Written request: The lines to be copied run from the one containing "For every instance of the red balloon" to the end of the material below; reproduce them exactly, including both ends, and nothing more.
* BEGIN *
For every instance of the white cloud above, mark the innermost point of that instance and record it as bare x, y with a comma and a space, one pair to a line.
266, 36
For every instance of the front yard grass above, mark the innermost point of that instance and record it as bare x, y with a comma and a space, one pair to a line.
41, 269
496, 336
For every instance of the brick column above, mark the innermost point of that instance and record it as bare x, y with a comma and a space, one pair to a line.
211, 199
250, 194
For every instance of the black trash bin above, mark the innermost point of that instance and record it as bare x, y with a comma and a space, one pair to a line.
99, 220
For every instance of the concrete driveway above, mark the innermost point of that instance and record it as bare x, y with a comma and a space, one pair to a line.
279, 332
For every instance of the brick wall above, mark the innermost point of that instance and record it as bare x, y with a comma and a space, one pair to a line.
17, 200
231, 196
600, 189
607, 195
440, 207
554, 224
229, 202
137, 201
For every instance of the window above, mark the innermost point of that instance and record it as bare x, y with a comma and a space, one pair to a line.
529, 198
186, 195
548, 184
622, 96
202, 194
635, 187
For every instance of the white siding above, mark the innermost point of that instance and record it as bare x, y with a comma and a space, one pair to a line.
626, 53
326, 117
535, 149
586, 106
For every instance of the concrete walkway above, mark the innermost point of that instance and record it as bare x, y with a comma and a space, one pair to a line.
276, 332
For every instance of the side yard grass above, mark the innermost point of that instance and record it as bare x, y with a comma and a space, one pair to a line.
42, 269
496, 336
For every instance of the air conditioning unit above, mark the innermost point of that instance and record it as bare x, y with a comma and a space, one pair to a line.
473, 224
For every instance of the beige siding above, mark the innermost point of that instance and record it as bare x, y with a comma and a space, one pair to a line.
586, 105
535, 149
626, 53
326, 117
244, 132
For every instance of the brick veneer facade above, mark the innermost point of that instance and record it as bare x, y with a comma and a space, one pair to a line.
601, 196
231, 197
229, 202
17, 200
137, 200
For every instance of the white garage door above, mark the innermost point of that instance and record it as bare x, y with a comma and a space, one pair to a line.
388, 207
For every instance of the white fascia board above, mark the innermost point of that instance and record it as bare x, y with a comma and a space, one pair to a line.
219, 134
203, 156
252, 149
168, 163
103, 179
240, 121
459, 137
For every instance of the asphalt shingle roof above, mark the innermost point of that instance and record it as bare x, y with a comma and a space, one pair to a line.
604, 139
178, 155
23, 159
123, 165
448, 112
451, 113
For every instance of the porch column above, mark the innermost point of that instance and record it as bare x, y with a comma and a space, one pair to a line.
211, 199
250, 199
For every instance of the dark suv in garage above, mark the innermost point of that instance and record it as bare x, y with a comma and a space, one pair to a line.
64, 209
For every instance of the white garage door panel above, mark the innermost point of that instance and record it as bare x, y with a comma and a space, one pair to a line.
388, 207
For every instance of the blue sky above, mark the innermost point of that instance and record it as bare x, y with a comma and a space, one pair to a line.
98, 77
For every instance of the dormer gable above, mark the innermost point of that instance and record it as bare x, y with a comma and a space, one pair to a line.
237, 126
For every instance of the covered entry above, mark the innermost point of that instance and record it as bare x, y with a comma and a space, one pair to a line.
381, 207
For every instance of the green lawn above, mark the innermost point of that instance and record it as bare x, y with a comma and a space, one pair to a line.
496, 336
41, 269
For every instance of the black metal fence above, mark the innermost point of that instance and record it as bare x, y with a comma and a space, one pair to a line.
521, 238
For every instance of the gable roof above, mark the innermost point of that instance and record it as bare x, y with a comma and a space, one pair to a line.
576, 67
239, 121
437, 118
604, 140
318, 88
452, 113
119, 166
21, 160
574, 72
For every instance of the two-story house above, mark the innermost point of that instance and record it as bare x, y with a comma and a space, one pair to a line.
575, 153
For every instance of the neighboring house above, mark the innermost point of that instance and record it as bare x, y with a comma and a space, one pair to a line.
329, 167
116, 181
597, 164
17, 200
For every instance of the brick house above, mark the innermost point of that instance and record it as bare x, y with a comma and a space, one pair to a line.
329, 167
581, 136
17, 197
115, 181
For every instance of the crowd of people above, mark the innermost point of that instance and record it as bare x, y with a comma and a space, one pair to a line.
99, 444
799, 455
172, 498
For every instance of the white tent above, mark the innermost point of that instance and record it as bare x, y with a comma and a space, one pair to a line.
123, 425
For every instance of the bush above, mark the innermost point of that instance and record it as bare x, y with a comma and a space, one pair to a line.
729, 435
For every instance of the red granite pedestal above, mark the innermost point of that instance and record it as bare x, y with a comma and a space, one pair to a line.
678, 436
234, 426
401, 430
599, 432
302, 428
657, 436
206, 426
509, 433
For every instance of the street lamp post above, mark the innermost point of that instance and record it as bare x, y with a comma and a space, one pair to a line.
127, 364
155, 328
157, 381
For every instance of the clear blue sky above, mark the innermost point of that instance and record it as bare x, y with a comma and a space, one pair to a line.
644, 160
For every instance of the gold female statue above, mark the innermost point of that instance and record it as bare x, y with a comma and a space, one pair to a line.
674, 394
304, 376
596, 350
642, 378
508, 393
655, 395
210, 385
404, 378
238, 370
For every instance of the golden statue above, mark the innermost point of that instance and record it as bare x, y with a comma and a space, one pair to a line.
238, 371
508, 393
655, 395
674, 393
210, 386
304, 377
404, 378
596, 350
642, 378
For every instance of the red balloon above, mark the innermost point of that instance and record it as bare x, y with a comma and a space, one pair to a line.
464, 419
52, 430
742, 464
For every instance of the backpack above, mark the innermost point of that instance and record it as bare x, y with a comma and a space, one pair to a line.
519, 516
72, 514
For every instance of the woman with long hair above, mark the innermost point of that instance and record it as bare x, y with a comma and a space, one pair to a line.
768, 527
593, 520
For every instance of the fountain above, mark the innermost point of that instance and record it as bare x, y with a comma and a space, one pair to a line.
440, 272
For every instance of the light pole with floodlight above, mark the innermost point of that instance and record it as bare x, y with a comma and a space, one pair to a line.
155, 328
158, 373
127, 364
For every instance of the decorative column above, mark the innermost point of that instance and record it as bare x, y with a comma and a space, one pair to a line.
* END *
Answer to the exercise:
For every instance of the red balloon above, mark the innermost point of that instance and record it as bare x, y with a comma and a space, one pair to a line.
464, 419
52, 430
742, 464
For every instance of the backpack above, mark the innermost point of that instance and record it as bare x, y with a comma and a space, one pair to a line.
519, 516
72, 514
For every instance of the woman with long hair above, mark the innermost point of that instance and record it as bare x, y with a comma and a space, one pair to a line.
768, 527
593, 520
For every instance of the fountain above, mark the innermost point of that instance and record it as bare x, y with a comma and a space, one pair to a line.
440, 272
For every instance of the light pole with floodlight above, mark the innermost point of that instance and record it as bare x, y with a comma and a space, one pair to a line.
155, 328
158, 373
127, 364
For every instance of the decorative column above, mark the innermost point of that instance and record it as bare x, y with a comma and a space, one pair to a line.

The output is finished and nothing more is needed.